VOS TÂCHES:
1. Dans l'extrait consacré à Lucilio Vanini, en quelle année l'évêché de Toulouse met-il Vanini en procès ?
2. Donnez la suite de l'extrait consacré à Lucilio Vanini, à partir de sa dernière phrase.

PASSAGE EXTRAIT:
++++++

J’ai sué trente jours, j’ai vomi de la colle,
Jamais de si grands maux n’eurent tant de longueur,
L’esprit le plus constant fût mort à ma langueur,
Et mon affliction n’a rien qui la console.
Mes amis plus secrets ne m’osent approcher,
Moi-même en cet état je ne m’ose toucher,
Phyllis le mal me vient de vous avoir foutue.
Mon Dieu je me repens d’avoir si mal vécu :
Et si votre courroux à ce coup ne me tue,
Je fais vœu désormais de ne foutre qu’en cul. »
L’outrance libertine de Théophile de Viau rappelle d’autres références que la simple vérole, notamment le bouillonnement intellectuel critique du christianisme qui émerge dans certains milieux ultra-minoritaires de la chrétienté au tournant des XVIe et XVIIe siècles. Parmi eux, un personnage relativement oublié dont le poète baroque fut un proche, à tel point qu’on les a parfois confondus : Lucilio Vanini, qu’un court et beau livre dirigé par Boris Donne permet de redonner à voir dans un Portrait au noir qui rappelle la précocité de la pensée « proto-libertine » (à défaut d’un terme plus précis). Carme rapidement défroqué à défaut d’être déchaussé, Vanini se laisse gagner par des idées hérétiques qu’il va piocher dans les écrits sulfureux du début du XVIIe siècle. Il se grime sous une fausse identité et parcourt l’Europe entre Italie, Angleterre, Flandres et France, rencontrant les milieux lettrés et publiant lui-même un certain nombre d’ouvrages faisant scandale malgré ses subterfuges pour contourner les censures. Passant en contrebande des idées hérétiques ou du moins scabreuses, fondées sur une lecture singulière tant des anciens que des plus sulfureux contemporains, Vanini finit par se retrouver mis en procès en 1619 par l’évêché de Toulouse, qui le condamne finalement au bûcher. Dix-neuf ans après Giordano Bruno, Vanini fait figure d’autre victime de la lutte menée par l’Église catholique contre les pensées et les sciences contraires au dogme. Victime moins connue, mais dont le livre montre toute la singularité et l’importance dans une Europe tiraillée entre ses histoires, celle d’une Renaissance crépusculaire et celle d’un Grand Siècle encore à venir.

++++++

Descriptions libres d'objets

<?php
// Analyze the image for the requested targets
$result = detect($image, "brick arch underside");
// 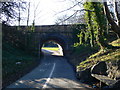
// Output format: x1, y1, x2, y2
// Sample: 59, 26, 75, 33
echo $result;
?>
40, 35, 67, 55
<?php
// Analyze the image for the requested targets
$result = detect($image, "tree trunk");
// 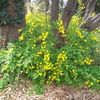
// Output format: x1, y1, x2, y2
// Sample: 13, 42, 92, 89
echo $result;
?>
0, 0, 25, 48
61, 0, 77, 29
51, 0, 59, 21
80, 13, 100, 32
80, 0, 100, 32
85, 0, 97, 19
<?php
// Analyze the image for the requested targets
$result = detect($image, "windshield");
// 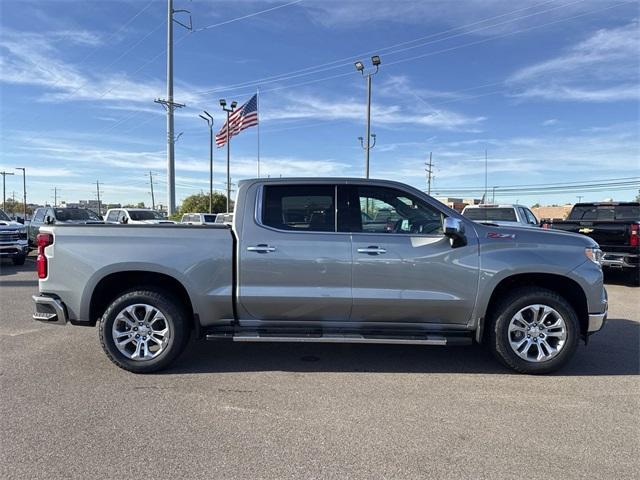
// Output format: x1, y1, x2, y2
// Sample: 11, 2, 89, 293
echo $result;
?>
129, 210, 162, 220
569, 205, 640, 222
463, 207, 517, 222
55, 208, 100, 222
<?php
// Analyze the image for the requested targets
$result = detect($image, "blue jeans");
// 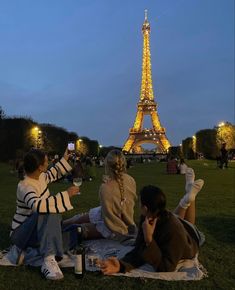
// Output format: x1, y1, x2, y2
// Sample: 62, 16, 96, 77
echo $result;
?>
11, 213, 80, 257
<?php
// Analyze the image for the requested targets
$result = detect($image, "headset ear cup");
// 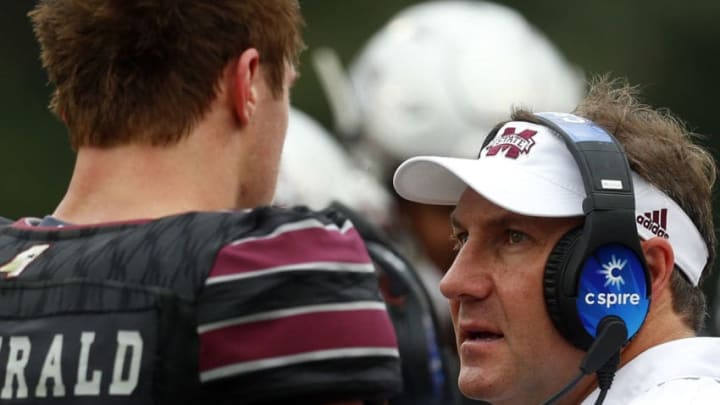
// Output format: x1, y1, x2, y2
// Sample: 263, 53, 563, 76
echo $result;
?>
543, 228, 582, 347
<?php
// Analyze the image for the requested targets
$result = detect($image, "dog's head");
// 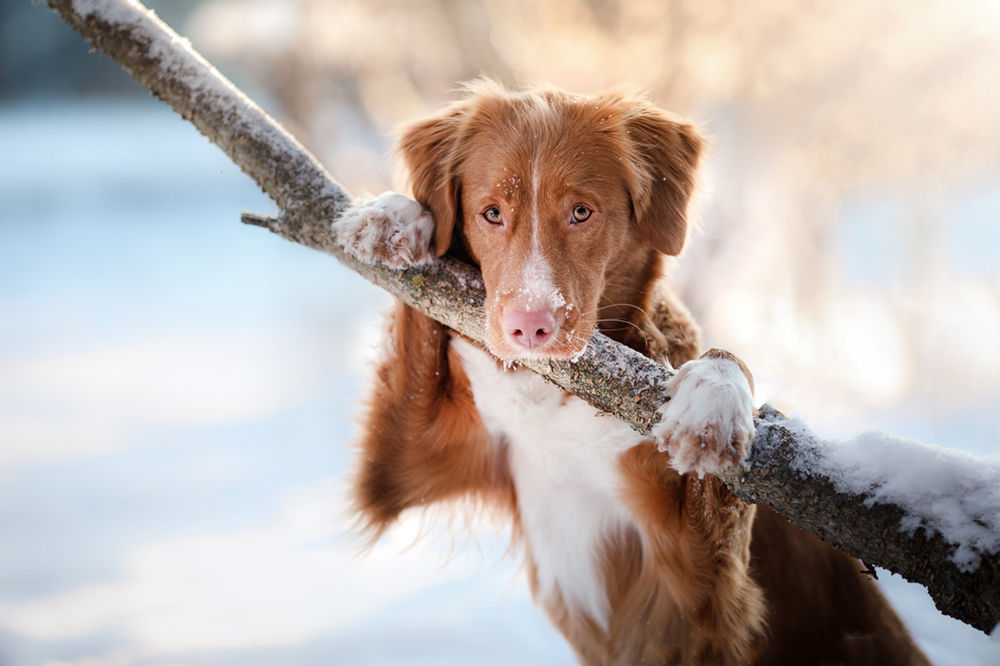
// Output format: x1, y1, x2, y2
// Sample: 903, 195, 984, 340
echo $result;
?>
399, 82, 701, 360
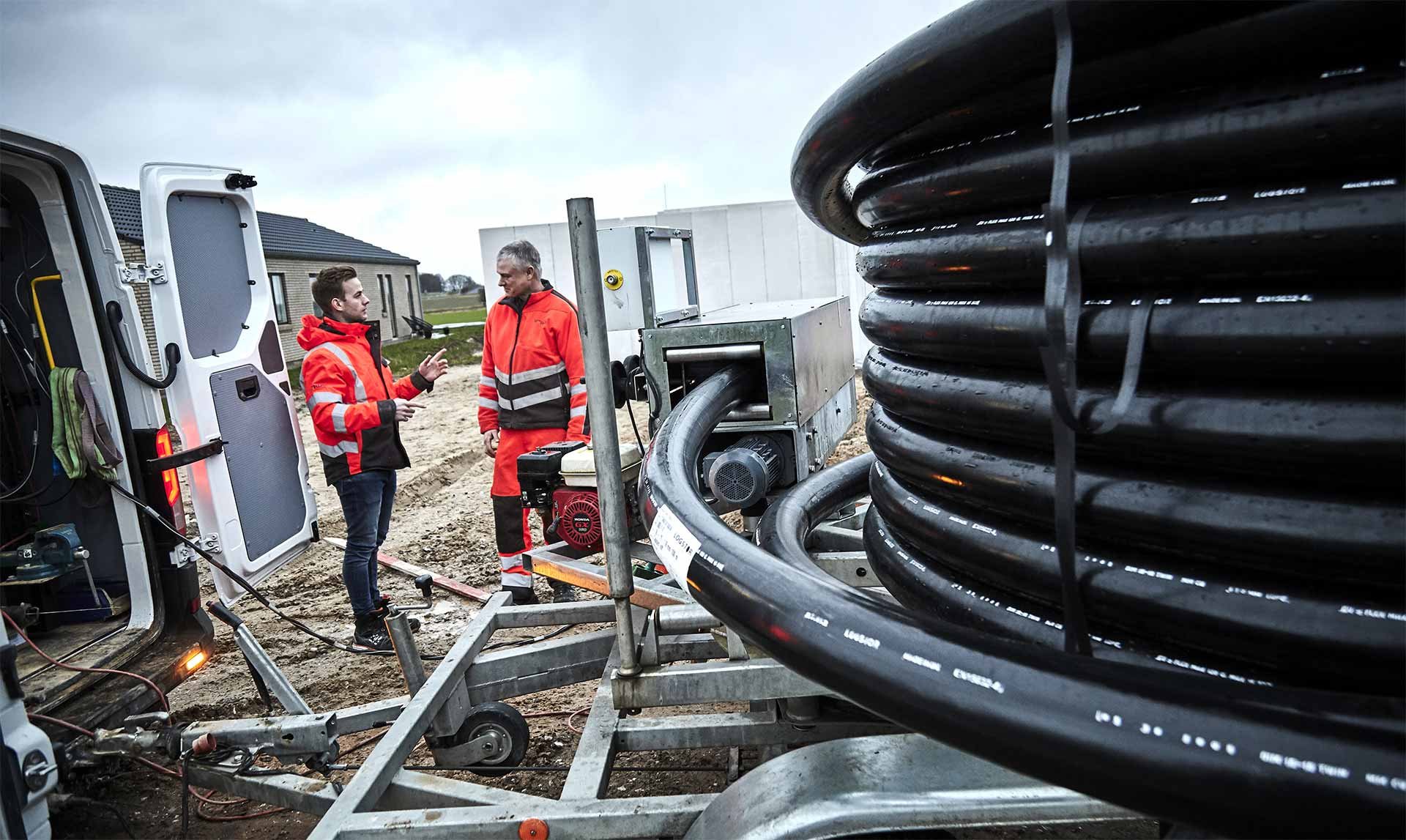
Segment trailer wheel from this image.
[460,702,532,777]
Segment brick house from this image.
[103,185,423,376]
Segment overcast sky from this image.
[0,0,960,280]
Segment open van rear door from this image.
[141,163,318,603]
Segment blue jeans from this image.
[333,470,395,617]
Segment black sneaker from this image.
[371,595,420,633]
[503,587,537,606]
[352,612,393,650]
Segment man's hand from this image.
[395,398,429,423]
[416,348,448,383]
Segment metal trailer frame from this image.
[112,198,1139,840]
[164,540,1139,840]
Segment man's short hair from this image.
[312,266,356,313]
[498,239,541,277]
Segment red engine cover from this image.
[551,487,603,551]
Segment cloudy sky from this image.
[0,0,960,280]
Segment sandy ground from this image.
[55,365,1156,839]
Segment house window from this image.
[269,273,289,324]
[308,272,327,318]
[376,275,401,338]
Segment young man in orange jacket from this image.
[478,239,589,603]
[298,266,448,650]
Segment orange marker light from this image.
[182,649,209,674]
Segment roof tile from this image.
[103,185,419,264]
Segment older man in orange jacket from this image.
[478,239,589,603]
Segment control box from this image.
[596,226,699,330]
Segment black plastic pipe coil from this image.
[640,366,1406,836]
[641,1,1406,836]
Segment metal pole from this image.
[567,198,640,677]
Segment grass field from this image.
[420,291,483,313]
[425,310,488,324]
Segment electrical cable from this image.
[107,481,445,661]
[0,612,171,712]
[624,400,644,452]
[67,796,136,840]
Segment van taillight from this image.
[156,426,185,535]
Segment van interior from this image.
[0,151,174,710]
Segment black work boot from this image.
[503,587,537,606]
[352,612,391,650]
[371,595,420,633]
[547,581,576,603]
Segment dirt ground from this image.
[53,365,1156,840]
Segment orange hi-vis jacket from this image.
[298,315,434,484]
[478,280,588,442]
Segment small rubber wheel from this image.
[460,702,532,777]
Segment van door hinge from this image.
[122,263,166,286]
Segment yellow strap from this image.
[29,275,63,370]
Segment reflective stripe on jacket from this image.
[298,315,434,484]
[478,280,588,440]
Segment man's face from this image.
[332,277,371,324]
[498,258,537,297]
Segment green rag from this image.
[49,367,122,481]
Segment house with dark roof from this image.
[103,185,423,365]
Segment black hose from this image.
[775,0,1406,834]
[866,404,1406,582]
[859,289,1406,376]
[863,348,1406,486]
[858,179,1406,289]
[870,472,1406,694]
[853,71,1406,228]
[640,366,1406,836]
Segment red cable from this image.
[0,612,171,706]
[28,712,289,822]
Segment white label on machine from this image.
[650,505,700,592]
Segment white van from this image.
[0,128,318,837]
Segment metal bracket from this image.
[182,712,338,761]
[171,543,197,568]
[119,263,166,286]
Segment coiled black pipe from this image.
[866,405,1406,579]
[859,286,1406,374]
[792,1,1406,833]
[853,72,1406,228]
[792,0,1406,242]
[870,461,1406,694]
[863,343,1406,481]
[858,179,1406,289]
[640,366,1406,836]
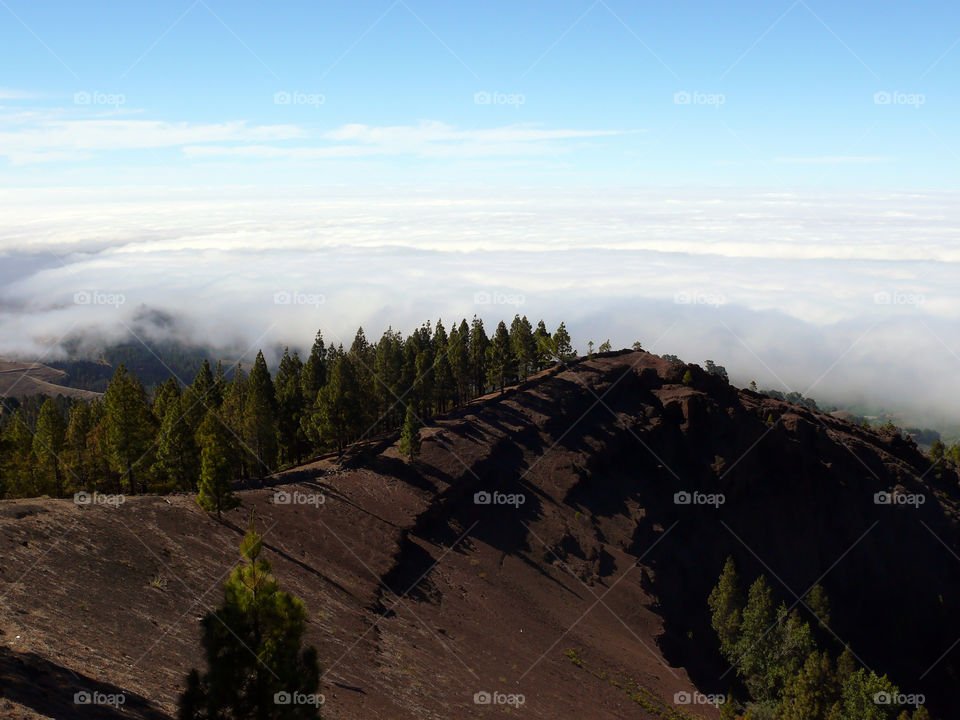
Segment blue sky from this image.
[0,0,960,424]
[0,0,960,189]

++++++

RÉSULTATS DANS L'ORDRE:
1. En 1619.

2.
Ce rappel lumineux de la figure d’un libertin pionnier, mystérieux et ambigu ajoute un portrait à cette galerie de personnages que le hasard de certaines parutions récentes expose sous un jour nouveau. Cette exposition pourrait se conclure par un acteur devenu essentiel dans l’historiographie moderne depuis Fernand Braudel, avec la très belle monographie que consacre Guillaume Calafat à la Méditerranée du XVIIe siècle. Une mer jalousée prend appui sur l’étude des conflits autour de la mare nostrum pour fouiller avec profit une histoire de la souveraineté des mers et des océans née pour une bonne part au Grand Siècle dans sa dimension moderne. S’appuyant d’abord sur des textes juridiques, l’historien restitue les débats théoriques qui ont constitué cet objet politique et diplomatique complexe – surtout à l’heure de la première mondialisation – que sont les eaux qu’on appelle aujourd’hui internationales, autour de l’affrontement de deux conceptions, mare nostrum et mare claustrum. De ces théories conflictuelles fort complexes, Guillaume Calafat tire la substance d’une étude des conflits concrets qui émergent en Méditerranée entre des États dont on connaît les guerres de longue haleine en cette période, Venise, l’Empire ottoman, l’Espagne des Habsbourg ou la France des Bourbons.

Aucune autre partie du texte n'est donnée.